__Your assignment__. Retype word for word the part of the passage on Scottish social security below that opens with the words "The Scottish Government will" and closes with "a first payment.".

__Document passage__.
※
As set out within Scottish Government guidance on the discretionary funding made available to councils, we encouraged a joined up and proactive response to need, linking with key support such as the national assistance helpline, and ensuring that individuals access the wider help and support they are entitled to. We will continue to promote this approach to crisis response. Discretionary funds have enabled councils to respond quickly and flexibly to emerging needs in the context of the pandemic, and temporarily fill gaps in support for people facing crisis.
The SISG was developed in partnership with the local authorities and from its inception has had publicly available Statutory Guidance to provide consistent and transparent information about the Grant. This guidance is widely available and regularly updated in response to any changes in eligibility or administration.
As the pandemic has highlighted, the safety net provided through social security by the UK Government is simply not fit for purpose. They must match our ambition and make the changes needed to ensure the benefit system is improved. Some of these changes are described in a later response.
The Scottish Government and Social Security Scotland should now consider how their systems and benefit-design can be adapted to ensure that, should a quick response be necessary for whatever reason in future, more can be delivered through Scottish social security – e.g. ongoing entitlement-based benefits. The crisis has illustrated some of the difficulties in Scottish social security being so closely linked to the eligibility criteria and payment schedules for UK Government DWP benefits. Such links should be carefully considered in the design of future benefits.
Scottish Government Response
As noted above, there are significant time commitments involved in the delivery of new benefits, and the speed at which Scottish Child Payment was put in place was exceptional. It is not an effective or quick way to respond in a crisis situation. However we continue to think about how to reduce dependencies on DWP in the design of new benefits where it makes sense to do so.
There are inherent challenges with linking the eligibility of Scottish Government benefits to reserved ones that are delivered by the UK Government, such as Universal Credit. Including the reliance on the UK Government in order to ascertain eligibility for low income benefits. We are committed to making it as straightforward as possible for people to access their entitlements including exploring making payments automatic wherever possible. To assist families, Best Start Grant, Best Start Foods and the new Scottish Child Payment are available through a single application - making it more straightforward for people to access the money they are entitled to.
However, given the number of people in Scotland who are eligible for both reserved and devolved benefits, a closely linked approach between the Scottish and UK Governments’ social security policies is inevitable, particularly whilst 85% of welfare expenditure and income-replacement benefit spending remain reserved to Westminster.
The Scottish Government will continue to call upon the UK Government to make improvements to reserved benefits, and will account for these changes. We have seen that the UK Government is capable of making changes, at pace, to benefit those facing financial hardship during COVID, including increasing Universal Credit, Working Tax Credit and the Local Housing Allowance. The Scottish Government has called for the £20-per-week uplift to UC to be made permanent, and extended to legacy benefits, as well as to make other urgent fixes, including scrapping the two-child-limit, removing the benefit cap and offering non-repayable advances during the five week wait for a first payment.
※
(Dataset entries)
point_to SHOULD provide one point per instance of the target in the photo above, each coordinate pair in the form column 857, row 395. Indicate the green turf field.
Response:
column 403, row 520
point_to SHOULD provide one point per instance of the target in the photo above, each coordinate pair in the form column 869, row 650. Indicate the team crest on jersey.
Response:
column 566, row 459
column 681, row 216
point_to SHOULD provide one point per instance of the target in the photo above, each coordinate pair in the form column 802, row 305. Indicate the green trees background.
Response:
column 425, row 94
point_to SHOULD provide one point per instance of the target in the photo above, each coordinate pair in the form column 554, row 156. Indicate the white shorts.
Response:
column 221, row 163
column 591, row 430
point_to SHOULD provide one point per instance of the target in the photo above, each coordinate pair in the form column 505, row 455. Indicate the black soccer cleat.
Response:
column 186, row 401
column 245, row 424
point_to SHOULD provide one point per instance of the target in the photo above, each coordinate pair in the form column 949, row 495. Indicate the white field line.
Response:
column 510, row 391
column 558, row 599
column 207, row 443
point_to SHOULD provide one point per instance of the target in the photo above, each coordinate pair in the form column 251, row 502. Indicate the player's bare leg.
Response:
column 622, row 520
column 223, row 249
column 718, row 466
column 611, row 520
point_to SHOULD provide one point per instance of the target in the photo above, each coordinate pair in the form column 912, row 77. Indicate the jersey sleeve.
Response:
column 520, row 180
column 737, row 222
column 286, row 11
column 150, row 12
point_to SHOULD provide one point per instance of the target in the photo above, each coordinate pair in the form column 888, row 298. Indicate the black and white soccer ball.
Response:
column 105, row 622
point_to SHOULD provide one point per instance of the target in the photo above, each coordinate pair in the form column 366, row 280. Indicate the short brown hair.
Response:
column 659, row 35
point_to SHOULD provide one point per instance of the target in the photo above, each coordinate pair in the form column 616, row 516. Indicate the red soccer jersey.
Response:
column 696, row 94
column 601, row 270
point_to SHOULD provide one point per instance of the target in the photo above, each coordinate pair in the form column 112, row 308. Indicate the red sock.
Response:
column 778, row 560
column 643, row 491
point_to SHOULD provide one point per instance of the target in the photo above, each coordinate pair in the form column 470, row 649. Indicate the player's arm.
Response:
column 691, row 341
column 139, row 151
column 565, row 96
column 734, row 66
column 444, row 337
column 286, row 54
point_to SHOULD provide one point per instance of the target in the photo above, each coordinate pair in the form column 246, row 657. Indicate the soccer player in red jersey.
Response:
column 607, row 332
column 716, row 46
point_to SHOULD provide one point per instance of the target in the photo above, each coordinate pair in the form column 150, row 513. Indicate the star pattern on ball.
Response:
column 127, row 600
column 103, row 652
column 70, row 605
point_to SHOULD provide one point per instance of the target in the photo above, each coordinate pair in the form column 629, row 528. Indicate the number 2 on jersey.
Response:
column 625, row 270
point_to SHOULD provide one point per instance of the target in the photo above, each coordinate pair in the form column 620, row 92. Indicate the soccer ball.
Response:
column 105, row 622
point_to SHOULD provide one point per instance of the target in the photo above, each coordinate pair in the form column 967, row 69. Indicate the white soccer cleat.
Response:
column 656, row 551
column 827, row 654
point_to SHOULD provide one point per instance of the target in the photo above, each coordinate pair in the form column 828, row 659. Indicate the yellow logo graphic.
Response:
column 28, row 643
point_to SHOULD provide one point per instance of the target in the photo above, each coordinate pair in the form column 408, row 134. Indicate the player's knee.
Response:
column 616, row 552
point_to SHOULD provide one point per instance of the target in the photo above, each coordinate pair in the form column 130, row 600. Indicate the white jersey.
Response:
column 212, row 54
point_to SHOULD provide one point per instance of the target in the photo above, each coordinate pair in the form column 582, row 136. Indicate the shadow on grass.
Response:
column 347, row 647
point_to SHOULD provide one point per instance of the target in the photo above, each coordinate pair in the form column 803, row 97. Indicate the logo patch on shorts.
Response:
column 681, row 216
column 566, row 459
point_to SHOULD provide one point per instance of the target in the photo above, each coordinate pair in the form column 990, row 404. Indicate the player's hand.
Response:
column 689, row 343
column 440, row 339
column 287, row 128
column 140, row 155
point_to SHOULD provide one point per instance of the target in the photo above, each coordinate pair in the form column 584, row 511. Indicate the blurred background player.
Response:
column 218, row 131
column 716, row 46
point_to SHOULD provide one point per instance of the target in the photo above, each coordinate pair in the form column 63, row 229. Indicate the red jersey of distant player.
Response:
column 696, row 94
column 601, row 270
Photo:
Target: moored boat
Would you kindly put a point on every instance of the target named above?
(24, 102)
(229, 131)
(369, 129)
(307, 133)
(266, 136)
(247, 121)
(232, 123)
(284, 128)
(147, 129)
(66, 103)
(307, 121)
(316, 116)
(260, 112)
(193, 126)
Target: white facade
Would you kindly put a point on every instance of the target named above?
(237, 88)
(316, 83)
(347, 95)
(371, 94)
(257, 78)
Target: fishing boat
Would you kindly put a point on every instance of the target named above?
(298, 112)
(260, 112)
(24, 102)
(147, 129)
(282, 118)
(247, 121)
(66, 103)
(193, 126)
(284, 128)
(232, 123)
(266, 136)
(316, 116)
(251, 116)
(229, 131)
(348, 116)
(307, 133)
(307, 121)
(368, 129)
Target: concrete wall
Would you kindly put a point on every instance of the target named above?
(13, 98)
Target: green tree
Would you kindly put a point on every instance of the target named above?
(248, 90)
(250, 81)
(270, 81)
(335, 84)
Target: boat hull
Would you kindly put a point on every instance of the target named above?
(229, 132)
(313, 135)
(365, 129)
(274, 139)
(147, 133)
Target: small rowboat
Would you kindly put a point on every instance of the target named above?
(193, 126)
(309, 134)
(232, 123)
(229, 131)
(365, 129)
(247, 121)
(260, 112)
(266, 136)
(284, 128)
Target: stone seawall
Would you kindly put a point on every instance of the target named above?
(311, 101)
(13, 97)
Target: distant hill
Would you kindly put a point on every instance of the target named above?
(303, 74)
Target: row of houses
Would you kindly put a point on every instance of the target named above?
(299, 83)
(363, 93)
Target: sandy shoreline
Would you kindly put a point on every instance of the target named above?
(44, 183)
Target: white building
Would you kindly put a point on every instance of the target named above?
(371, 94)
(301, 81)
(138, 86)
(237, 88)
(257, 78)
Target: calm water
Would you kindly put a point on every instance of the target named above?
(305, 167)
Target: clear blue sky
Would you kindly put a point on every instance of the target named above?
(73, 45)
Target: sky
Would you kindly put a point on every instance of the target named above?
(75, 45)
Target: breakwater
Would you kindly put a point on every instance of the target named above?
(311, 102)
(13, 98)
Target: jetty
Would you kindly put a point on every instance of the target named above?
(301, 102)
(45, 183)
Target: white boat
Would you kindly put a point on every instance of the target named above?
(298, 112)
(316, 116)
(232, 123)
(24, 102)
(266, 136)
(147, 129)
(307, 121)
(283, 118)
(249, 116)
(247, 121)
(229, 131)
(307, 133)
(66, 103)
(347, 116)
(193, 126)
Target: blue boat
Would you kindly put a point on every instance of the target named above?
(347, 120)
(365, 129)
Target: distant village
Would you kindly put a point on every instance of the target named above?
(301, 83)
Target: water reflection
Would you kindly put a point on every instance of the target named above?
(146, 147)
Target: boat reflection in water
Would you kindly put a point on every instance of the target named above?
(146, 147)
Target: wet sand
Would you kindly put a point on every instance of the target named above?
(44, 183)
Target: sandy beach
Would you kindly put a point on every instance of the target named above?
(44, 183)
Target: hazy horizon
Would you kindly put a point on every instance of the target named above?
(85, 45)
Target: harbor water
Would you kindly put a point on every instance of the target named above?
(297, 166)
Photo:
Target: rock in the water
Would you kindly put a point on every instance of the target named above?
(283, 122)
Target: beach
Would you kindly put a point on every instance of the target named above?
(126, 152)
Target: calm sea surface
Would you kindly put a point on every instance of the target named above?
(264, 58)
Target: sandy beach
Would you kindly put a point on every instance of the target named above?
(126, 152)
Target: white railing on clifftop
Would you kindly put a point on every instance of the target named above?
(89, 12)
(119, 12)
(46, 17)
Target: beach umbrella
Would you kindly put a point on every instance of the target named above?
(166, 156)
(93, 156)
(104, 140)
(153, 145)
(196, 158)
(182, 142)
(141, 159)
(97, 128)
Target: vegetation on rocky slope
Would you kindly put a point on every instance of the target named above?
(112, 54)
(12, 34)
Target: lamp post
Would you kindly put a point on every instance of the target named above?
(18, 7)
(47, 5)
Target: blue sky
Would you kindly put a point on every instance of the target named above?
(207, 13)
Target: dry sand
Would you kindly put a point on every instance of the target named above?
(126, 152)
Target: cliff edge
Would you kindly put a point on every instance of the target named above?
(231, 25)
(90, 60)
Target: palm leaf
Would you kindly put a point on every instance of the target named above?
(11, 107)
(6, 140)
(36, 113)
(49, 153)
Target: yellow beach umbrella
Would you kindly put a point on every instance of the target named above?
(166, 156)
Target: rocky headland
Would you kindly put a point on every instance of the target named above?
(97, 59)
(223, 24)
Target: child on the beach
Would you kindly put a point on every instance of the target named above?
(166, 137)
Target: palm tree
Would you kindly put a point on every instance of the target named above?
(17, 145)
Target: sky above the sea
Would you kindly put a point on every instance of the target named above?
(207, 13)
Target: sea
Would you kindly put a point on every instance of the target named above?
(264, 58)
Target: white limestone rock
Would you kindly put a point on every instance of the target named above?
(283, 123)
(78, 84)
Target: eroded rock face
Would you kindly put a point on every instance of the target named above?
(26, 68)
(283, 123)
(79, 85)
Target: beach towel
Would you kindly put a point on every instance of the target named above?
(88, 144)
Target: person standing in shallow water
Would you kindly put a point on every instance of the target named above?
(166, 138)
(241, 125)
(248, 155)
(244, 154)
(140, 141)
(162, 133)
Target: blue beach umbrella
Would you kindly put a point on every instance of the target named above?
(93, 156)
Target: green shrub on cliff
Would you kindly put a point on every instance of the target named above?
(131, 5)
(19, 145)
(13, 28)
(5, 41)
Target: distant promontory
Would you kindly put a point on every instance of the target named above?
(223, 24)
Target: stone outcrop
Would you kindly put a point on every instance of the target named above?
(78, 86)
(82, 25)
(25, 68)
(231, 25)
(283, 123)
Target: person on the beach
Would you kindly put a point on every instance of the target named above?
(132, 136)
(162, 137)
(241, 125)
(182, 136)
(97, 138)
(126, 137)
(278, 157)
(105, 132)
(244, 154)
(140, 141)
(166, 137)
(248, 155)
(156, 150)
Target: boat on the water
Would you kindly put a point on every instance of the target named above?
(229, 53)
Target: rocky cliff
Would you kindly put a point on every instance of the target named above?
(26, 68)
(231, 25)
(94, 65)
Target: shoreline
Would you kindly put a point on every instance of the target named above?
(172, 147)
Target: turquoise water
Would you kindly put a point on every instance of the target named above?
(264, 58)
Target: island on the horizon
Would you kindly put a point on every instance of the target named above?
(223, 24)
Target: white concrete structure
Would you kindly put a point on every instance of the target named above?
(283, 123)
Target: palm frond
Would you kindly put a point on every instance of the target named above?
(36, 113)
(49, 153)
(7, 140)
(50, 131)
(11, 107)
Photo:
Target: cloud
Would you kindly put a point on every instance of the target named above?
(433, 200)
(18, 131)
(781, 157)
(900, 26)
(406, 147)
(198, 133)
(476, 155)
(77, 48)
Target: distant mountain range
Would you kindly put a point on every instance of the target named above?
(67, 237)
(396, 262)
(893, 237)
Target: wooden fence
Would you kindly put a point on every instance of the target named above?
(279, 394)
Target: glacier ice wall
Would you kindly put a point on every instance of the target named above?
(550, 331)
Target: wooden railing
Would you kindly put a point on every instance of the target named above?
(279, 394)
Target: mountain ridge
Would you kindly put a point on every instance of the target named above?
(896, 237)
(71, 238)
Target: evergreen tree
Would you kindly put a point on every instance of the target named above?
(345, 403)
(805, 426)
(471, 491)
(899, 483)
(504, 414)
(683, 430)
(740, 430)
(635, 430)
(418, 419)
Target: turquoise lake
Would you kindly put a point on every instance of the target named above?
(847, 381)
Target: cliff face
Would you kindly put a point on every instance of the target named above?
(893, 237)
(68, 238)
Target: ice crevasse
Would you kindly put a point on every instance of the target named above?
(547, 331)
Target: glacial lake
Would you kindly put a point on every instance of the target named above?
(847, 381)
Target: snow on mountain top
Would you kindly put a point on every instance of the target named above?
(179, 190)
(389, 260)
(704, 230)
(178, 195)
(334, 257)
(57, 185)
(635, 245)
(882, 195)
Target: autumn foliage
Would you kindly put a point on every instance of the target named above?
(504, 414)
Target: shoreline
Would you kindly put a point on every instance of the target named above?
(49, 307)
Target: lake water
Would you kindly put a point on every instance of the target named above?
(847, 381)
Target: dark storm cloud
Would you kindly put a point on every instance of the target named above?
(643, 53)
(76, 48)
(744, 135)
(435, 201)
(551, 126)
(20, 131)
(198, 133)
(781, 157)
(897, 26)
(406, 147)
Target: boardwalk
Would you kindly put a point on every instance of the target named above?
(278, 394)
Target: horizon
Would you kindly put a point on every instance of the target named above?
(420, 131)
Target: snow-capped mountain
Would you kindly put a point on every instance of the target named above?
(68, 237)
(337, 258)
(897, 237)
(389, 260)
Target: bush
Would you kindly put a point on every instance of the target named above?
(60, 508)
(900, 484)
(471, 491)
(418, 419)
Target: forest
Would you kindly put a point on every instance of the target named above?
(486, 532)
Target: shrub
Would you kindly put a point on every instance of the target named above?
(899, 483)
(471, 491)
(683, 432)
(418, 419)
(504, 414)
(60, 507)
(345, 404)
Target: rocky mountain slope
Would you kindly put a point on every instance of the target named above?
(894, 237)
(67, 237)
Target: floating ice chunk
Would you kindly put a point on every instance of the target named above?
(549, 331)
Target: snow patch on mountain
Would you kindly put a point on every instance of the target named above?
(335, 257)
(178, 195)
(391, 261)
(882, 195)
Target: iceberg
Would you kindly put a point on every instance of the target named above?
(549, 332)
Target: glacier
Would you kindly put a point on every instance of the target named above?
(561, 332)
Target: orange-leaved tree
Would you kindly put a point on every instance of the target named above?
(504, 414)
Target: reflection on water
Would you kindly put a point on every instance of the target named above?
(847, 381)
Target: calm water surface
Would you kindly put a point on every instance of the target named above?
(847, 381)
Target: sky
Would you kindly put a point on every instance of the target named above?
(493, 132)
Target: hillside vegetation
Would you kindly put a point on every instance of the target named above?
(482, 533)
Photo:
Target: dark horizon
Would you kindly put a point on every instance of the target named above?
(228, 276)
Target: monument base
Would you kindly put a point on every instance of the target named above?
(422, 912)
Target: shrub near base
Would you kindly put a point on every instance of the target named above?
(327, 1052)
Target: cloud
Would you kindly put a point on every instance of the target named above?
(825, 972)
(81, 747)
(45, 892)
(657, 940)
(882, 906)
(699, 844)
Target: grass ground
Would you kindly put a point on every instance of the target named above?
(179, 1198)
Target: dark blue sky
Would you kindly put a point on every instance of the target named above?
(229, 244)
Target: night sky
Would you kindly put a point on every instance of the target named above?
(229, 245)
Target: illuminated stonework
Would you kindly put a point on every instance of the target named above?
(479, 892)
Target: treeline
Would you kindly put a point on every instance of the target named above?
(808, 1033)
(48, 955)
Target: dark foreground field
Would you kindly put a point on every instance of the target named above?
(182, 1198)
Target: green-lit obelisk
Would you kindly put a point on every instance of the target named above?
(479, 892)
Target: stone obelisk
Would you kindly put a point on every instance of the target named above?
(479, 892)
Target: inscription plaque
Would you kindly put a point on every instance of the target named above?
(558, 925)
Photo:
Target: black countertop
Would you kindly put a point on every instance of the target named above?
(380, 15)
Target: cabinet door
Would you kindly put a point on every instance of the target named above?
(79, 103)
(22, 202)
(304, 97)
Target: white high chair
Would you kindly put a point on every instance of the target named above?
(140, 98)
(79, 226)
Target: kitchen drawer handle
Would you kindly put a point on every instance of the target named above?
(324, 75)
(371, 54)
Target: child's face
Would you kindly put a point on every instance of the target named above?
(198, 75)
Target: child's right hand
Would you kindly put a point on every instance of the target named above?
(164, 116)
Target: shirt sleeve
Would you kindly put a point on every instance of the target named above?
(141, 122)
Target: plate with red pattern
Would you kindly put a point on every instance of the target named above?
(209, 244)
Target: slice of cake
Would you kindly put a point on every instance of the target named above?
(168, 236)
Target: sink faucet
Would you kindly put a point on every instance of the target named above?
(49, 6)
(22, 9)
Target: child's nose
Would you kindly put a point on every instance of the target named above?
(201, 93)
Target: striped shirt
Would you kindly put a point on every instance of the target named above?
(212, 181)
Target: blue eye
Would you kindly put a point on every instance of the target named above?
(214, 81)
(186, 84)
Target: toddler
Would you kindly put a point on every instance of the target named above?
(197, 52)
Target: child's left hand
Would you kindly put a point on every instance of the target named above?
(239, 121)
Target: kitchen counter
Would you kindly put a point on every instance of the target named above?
※
__Task answer__.
The Scottish Government will continue to call upon the UK Government to make improvements to reserved benefits, and will account for these changes. We have seen that the UK Government is capable of making changes, at pace, to benefit those facing financial hardship during COVID, including increasing Universal Credit, Working Tax Credit and the Local Housing Allowance. The Scottish Government has called for the £20-per-week uplift to UC to be made permanent, and extended to legacy benefits, as well as to make other urgent fixes, including scrapping the two-child-limit, removing the benefit cap and offering non-repayable advances during the five week wait for a first payment.